Source excerpt:
To the relief of many advisor groups, the SEC will not require advisors who deduct fees and who custody their assets with third parties to submit to surprise audits. The SEC released the following chart that explains in more detail the new provisions.

To fulfill the surprise audit requirement, advisors will have to engage an independent public accountant to conduct the audit. The custody controls review must be completed by an accountant registered by the Public Company Accounting Oversight Board.

The Arrangement Surprise Exam Custody Controls Review Concern
The client assets are in the physical custody of the adviser. Yes Yes There is a heightened risk that the adviser could misappropriate assets since there is no separate custodian.
The client assets are in the custody of a custodian that is affiliated with the adviser and not operationally independent. Yes Yes There is a heightened risk that the adviser could misappropriate assets because of its affiliation with the custodian.

Source data:
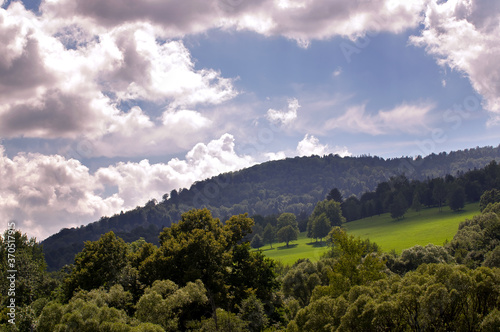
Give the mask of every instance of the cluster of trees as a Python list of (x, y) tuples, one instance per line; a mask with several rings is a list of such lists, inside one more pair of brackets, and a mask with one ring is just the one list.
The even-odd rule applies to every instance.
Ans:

Exercises to complete:
1. According to the passage on the SEC's surprise audit rules, who must complete the custody controls review?
2. Repeat part of the passage on the SEC's surprise audit rules, beginning at the words "To the relief" and stopping after "the new provisions.".
3. Write the next part of the passage on the SEC's surprise audit rules, picking up after its last sentence.

Answers for the tasks:
1. An accountant registered by the Public Company Accounting Oversight Board.

2.
To the relief of many advisor groups, the SEC will not require advisors who deduct fees and who custody their assets with third parties to submit to surprise audits. The SEC released the following chart that explains in more detail the new provisions.

3.
The client assets are in the custody of a qualified custodian that is affiliated with the adviser but operationally independent because the affiliate and adviser operate as distinct entities with no overlap of personnel, office space or common supervision. No Yes If the adviser does not have access to the client’s assets, then a surprise exam is less meaningful, but a check on the affiliated custodian’s custody controls will focus on the effectiveness of custody protections.
The assets are in the custody of an independent, third party custodian, but the adviser has authority to withdraw client funds – such as by a power of attorney. Yes No The ability to withdraw client assets, heightens the risk that an adviser could misappropriate those assets and go undetected, so the annual surprise exam will serve to verify client assets.
The assets are in the custody of an independent, third party custodian and the adviser either has no control over the funds or merely has the authority to withdraw agreed-upon fees. No No There is no indication at this time that this type of arrangement has resulted in fraud that would warrant additional safeguards.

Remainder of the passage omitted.